Alors vous souriez à nos souvenirs promis, à ce soir où rien ne se précipitera, ni la fraîcheur du crépuscule ni le rapprochement de nos corps, au risque que rien n’advienne, la nuit, les lucioles et nos effleurements, saisir le premier prétexte pour établir un contact jusqu’alors évité, prendre tout notre temps, la séquence ne s’accomplit qu’une fois, les doutes s’amenuisent, l’appréhension perdure, n’importe quel motif fera l’affaire, l’unique dessein étant que plus rien ne s’interpose entre nous.

Il y a dans ce texte quelque chose d’un inventaire amoureux et d’une chanson à la Prévert, il y a d’ailleurs ce passage d’une allumette craquée dans le noir qui fait apparaître le visage aimé qui m’a évidemment rappelé le court poème dans Paroles qui s’achève par : « et l’obscurité tout entière pour me rappeler tout cela / en te serrant dans mes bras ». Comment enfin, lisant ce texte, ne pas penser à Desnos et à son « J’ai tant rêvé de toi » ?

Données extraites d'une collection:
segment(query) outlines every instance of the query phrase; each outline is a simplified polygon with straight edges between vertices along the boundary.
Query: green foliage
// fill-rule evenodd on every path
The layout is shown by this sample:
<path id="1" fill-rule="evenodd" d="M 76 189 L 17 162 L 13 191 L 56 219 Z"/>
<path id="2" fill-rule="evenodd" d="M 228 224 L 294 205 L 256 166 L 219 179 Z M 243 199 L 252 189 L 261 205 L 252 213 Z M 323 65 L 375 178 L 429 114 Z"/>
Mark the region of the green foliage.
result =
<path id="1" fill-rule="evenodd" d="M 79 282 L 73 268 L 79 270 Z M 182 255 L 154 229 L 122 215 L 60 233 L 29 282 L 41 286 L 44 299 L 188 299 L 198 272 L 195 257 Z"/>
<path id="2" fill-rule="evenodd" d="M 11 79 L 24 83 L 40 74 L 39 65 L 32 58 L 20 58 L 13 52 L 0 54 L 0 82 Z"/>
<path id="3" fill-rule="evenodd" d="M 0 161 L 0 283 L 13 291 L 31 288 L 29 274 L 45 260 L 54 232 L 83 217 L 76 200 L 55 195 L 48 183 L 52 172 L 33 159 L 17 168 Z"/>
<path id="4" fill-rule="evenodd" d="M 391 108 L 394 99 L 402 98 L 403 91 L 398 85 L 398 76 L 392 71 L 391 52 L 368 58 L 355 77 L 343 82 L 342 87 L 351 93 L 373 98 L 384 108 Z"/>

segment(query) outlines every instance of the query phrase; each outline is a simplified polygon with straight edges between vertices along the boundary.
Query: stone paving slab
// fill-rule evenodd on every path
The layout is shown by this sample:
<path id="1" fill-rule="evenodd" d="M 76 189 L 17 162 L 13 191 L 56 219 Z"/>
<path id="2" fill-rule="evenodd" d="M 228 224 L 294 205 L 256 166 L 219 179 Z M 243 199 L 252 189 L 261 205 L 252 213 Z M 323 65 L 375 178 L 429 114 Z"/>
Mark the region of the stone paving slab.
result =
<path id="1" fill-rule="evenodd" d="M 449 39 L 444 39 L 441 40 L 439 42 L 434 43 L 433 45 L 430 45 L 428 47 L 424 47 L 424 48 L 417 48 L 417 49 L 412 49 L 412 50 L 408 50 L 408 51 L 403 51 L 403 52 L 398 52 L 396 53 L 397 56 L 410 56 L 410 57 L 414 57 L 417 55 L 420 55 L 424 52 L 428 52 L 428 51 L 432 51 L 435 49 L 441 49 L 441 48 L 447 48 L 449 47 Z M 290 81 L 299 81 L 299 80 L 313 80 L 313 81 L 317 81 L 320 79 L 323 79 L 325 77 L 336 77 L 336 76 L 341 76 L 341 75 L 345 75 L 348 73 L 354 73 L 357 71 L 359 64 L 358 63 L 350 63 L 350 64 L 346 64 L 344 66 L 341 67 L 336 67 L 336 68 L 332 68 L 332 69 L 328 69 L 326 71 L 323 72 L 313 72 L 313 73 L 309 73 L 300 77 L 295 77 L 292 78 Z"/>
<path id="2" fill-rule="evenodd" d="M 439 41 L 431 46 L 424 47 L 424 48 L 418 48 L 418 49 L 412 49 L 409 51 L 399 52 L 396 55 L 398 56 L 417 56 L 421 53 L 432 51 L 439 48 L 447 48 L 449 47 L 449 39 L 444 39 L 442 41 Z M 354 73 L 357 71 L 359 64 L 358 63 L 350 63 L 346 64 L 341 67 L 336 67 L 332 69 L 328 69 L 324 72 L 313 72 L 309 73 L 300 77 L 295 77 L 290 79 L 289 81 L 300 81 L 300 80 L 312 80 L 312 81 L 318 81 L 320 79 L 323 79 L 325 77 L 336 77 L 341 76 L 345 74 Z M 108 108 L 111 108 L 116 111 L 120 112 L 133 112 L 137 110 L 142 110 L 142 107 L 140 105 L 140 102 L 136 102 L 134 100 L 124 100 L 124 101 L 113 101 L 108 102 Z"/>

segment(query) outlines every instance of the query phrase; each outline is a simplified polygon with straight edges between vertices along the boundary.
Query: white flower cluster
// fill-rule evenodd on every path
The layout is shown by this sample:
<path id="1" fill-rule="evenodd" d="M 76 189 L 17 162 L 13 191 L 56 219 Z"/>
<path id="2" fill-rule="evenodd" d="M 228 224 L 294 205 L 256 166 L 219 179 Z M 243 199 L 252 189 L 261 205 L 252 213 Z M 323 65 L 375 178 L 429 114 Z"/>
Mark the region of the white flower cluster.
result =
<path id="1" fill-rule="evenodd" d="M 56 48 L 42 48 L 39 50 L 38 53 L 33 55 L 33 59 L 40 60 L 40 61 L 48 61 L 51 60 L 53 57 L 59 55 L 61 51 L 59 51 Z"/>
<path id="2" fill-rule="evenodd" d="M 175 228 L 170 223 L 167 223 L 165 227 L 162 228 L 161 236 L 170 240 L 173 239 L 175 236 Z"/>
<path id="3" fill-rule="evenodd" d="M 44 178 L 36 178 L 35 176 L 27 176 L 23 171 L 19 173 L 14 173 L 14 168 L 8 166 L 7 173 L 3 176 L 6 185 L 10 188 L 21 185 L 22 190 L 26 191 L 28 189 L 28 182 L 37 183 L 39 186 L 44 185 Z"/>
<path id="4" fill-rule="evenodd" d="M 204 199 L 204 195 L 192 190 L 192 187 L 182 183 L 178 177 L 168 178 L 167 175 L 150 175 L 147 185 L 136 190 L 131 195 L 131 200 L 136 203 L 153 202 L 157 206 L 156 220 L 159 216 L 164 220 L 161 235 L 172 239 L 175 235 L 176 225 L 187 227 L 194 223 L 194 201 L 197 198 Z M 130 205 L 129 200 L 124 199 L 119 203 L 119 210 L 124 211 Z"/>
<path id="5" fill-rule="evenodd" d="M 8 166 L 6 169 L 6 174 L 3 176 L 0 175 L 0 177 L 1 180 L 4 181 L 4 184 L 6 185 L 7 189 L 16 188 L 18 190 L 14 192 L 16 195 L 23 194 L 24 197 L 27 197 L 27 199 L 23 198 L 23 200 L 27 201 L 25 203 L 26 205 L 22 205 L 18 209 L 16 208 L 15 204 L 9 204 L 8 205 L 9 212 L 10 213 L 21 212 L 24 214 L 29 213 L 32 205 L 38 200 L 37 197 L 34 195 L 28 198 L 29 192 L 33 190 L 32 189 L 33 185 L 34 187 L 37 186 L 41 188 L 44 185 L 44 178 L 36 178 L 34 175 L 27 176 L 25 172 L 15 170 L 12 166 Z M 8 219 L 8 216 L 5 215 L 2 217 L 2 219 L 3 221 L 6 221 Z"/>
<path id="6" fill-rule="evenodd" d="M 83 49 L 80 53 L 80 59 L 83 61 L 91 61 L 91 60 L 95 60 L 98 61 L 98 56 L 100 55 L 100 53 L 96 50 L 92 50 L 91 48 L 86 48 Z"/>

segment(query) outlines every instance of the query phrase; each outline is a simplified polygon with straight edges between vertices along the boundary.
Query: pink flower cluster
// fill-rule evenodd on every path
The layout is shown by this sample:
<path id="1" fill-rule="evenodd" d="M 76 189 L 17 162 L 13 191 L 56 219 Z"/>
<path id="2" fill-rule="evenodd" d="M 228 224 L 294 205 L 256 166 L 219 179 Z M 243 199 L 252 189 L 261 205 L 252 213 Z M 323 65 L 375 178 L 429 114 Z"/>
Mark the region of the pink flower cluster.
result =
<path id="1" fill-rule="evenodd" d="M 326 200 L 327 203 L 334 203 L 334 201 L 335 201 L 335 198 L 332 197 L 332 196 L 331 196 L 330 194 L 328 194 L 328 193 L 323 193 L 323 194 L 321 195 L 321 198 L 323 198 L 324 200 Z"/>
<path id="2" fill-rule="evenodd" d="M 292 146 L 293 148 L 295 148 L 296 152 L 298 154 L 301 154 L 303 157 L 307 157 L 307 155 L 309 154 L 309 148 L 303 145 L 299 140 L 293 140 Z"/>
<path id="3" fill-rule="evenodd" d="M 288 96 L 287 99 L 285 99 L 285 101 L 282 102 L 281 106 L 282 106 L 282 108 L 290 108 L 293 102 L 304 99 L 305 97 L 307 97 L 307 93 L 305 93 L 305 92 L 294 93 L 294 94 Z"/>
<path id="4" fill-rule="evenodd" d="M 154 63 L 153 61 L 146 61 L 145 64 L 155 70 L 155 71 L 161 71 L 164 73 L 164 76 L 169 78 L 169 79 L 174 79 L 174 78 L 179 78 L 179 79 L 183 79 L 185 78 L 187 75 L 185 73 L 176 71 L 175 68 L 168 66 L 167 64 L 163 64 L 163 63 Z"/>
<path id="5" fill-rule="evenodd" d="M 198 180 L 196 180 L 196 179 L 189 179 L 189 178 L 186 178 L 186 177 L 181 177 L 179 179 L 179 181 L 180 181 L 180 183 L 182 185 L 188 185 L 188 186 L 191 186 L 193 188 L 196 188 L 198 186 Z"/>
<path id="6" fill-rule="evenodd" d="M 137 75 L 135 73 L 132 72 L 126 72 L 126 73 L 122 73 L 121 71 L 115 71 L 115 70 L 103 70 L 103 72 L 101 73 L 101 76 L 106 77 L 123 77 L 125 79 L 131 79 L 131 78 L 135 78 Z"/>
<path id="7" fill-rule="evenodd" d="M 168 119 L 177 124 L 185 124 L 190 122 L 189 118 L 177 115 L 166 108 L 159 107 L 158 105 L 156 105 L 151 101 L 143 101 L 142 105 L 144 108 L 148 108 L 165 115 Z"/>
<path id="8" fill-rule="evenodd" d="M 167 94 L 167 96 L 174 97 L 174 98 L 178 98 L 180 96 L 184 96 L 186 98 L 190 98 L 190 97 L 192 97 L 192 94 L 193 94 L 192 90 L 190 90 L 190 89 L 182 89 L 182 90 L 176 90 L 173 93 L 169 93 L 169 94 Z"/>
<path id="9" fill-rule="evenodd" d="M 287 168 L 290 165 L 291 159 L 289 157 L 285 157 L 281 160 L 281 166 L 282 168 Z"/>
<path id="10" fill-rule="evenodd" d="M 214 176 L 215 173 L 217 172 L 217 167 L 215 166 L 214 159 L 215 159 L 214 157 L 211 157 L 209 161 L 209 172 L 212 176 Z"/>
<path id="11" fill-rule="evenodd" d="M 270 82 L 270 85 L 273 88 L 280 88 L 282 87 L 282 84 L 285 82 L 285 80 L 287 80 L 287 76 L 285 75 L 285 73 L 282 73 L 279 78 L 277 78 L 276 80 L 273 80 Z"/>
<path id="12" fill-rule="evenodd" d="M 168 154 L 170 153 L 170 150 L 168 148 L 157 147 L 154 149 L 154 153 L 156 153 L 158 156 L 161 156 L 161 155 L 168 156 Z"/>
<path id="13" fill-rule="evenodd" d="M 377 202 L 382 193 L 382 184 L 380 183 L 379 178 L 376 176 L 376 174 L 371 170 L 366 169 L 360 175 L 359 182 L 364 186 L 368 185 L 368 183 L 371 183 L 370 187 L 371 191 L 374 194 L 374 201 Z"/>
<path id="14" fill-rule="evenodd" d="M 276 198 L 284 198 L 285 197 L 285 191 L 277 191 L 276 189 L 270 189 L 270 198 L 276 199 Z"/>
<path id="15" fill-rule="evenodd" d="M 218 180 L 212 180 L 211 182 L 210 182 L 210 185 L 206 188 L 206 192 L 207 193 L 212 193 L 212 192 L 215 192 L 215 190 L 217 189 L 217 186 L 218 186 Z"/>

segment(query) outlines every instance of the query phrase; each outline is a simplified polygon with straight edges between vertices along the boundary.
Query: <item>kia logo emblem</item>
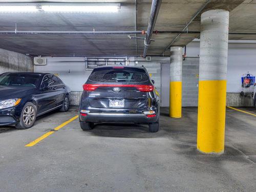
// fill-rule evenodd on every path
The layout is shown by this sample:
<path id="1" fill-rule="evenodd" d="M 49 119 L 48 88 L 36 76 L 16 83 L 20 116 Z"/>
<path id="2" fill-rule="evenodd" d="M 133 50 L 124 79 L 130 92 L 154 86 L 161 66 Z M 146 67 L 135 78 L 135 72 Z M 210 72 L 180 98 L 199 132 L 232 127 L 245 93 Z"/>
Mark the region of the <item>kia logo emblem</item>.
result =
<path id="1" fill-rule="evenodd" d="M 113 90 L 115 92 L 119 92 L 121 91 L 121 89 L 119 88 L 114 88 Z"/>

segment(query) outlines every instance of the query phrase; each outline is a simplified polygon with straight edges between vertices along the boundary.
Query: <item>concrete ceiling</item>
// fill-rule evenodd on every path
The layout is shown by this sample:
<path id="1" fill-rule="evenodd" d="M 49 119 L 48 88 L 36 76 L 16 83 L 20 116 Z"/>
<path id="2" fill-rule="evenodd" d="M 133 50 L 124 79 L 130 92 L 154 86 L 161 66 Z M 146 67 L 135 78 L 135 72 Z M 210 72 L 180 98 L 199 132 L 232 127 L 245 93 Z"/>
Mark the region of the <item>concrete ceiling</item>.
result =
<path id="1" fill-rule="evenodd" d="M 1 2 L 6 1 L 1 1 Z M 34 2 L 8 1 L 8 2 Z M 48 2 L 50 1 L 41 1 Z M 67 2 L 54 1 L 54 2 Z M 0 30 L 119 31 L 135 30 L 135 0 L 73 1 L 72 2 L 120 3 L 116 13 L 1 13 Z M 146 30 L 151 1 L 137 0 L 137 27 Z M 212 1 L 203 11 L 211 9 L 230 11 L 230 32 L 256 32 L 256 0 Z M 205 4 L 205 0 L 163 0 L 155 30 L 181 31 Z M 200 31 L 200 16 L 188 27 Z M 162 54 L 177 34 L 153 35 L 148 54 Z M 182 34 L 174 45 L 185 46 L 199 37 L 198 34 Z M 232 39 L 256 39 L 256 35 L 230 35 Z M 0 34 L 0 48 L 32 55 L 85 56 L 135 55 L 136 41 L 127 35 Z M 138 54 L 143 53 L 143 41 L 138 40 Z M 168 55 L 168 52 L 165 55 Z"/>

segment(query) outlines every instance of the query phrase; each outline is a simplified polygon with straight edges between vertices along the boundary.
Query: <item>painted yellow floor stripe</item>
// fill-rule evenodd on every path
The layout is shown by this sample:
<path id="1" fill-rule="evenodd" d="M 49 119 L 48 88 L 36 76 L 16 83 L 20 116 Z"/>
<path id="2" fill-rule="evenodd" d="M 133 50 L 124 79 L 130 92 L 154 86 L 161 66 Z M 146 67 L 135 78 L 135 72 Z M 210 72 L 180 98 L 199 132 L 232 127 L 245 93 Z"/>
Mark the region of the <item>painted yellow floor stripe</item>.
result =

CONSIGNE -> Relevez tous les noms d'auteurs et tous les titres d'œuvres cités dans le second paragraphe de l'extrait. Cet exercice ne requiert pas les enregistrements.

CORRIGÉ -> Prévert, Paroles, Desnos, « J'ai tant rêvé de toi »